- [What is required]
Reproduce the following data line for line, without changing anything.

- [Given data]
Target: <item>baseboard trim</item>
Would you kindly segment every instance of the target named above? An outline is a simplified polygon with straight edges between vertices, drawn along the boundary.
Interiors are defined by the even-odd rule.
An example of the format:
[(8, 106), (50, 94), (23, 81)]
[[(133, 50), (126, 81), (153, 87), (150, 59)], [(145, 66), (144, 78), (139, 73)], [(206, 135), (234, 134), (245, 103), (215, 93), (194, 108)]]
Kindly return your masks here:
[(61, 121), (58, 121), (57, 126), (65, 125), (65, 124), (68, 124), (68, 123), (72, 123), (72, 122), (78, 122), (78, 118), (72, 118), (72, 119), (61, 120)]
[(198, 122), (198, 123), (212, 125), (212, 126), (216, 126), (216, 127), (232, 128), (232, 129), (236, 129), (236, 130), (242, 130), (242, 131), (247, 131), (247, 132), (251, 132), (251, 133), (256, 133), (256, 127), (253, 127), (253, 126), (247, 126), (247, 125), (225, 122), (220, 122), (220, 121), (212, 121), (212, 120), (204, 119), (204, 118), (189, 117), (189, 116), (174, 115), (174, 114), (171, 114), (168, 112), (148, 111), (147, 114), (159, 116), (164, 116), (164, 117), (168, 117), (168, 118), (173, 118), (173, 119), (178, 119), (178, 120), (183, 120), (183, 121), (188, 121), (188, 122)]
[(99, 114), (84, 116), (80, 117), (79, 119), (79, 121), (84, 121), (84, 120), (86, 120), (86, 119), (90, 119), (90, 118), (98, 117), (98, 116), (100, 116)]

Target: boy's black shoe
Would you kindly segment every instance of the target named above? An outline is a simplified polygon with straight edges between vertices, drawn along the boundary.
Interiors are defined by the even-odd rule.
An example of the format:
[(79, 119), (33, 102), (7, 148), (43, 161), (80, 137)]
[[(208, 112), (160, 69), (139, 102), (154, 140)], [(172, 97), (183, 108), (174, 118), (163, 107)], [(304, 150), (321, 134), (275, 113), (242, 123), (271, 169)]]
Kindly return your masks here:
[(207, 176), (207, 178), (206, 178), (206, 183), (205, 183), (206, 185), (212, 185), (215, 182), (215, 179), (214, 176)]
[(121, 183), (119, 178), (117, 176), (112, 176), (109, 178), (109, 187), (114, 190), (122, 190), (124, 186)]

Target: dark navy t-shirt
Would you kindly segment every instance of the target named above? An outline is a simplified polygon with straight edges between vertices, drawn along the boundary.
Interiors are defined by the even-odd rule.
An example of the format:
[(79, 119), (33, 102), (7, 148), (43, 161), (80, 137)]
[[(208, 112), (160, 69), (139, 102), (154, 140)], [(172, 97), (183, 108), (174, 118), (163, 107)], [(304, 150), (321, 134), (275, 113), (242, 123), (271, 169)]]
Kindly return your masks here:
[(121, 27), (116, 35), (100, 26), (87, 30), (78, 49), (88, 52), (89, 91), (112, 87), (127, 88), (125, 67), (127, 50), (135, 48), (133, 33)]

- [Result of this task]
Target: <item>baseboard trim</item>
Would you kindly segment every instance of the target named above? An outline is a simplified polygon with straight edges between vertices, drawn along the boundary.
Interiors are defined by the even-odd rule.
An example of the format:
[(8, 106), (50, 94), (23, 81)]
[[(133, 50), (126, 81), (153, 87), (150, 59)], [(145, 66), (144, 78), (139, 73)], [(206, 135), (234, 134), (245, 103), (215, 93), (194, 108)]]
Kindly return your masks here:
[(61, 121), (58, 121), (57, 126), (65, 125), (65, 124), (68, 124), (68, 123), (72, 123), (72, 122), (78, 122), (78, 118), (72, 118), (72, 119), (61, 120)]
[(198, 122), (198, 123), (212, 125), (212, 126), (216, 126), (216, 127), (232, 128), (232, 129), (236, 129), (236, 130), (242, 130), (242, 131), (247, 131), (247, 132), (251, 132), (251, 133), (256, 133), (256, 127), (253, 127), (253, 126), (247, 126), (247, 125), (225, 122), (220, 122), (220, 121), (212, 121), (212, 120), (204, 119), (204, 118), (189, 117), (189, 116), (174, 115), (174, 114), (171, 114), (168, 112), (148, 111), (147, 114), (159, 116), (164, 116), (164, 117), (168, 117), (168, 118), (173, 118), (173, 119), (178, 119), (178, 120), (183, 120), (183, 121), (188, 121), (188, 122)]
[(99, 114), (84, 116), (80, 117), (79, 119), (79, 121), (84, 121), (84, 120), (86, 120), (86, 119), (90, 119), (90, 118), (98, 117), (98, 116), (100, 116)]

Target: boy's black shoe
Would you kindly segment every instance of the target named above? An outline is a simplified polygon with straight edges between vertices, drawn along the boundary.
Interiors are defined by the even-odd rule.
An example of the format:
[(79, 119), (33, 102), (7, 148), (43, 161), (80, 137)]
[[(208, 112), (160, 69), (139, 102), (154, 140)], [(172, 97), (183, 108), (174, 118), (163, 107)], [(304, 150), (321, 134), (275, 113), (242, 123), (271, 169)]]
Kindly return your masks here:
[(207, 176), (207, 178), (206, 178), (206, 183), (205, 183), (206, 185), (212, 185), (215, 182), (215, 179), (214, 176)]
[(121, 183), (119, 178), (117, 176), (112, 176), (109, 178), (109, 187), (114, 190), (122, 190), (124, 186)]

Target: dark navy t-shirt
Would you kindly segment every instance of the target named above? An outline is a simplified polygon with straight edges between vertices, drawn along the boundary.
Interiors are defined by the even-odd rule.
An example of the format:
[(79, 119), (33, 102), (7, 148), (43, 161), (80, 137)]
[[(208, 112), (160, 69), (139, 102), (154, 140)], [(172, 97), (183, 108), (174, 118), (163, 107)], [(304, 150), (321, 134), (275, 113), (242, 123), (271, 169)]]
Kindly return your masks here:
[(121, 27), (116, 35), (100, 26), (87, 30), (78, 49), (88, 52), (89, 91), (112, 87), (127, 88), (125, 67), (127, 50), (135, 48), (133, 33)]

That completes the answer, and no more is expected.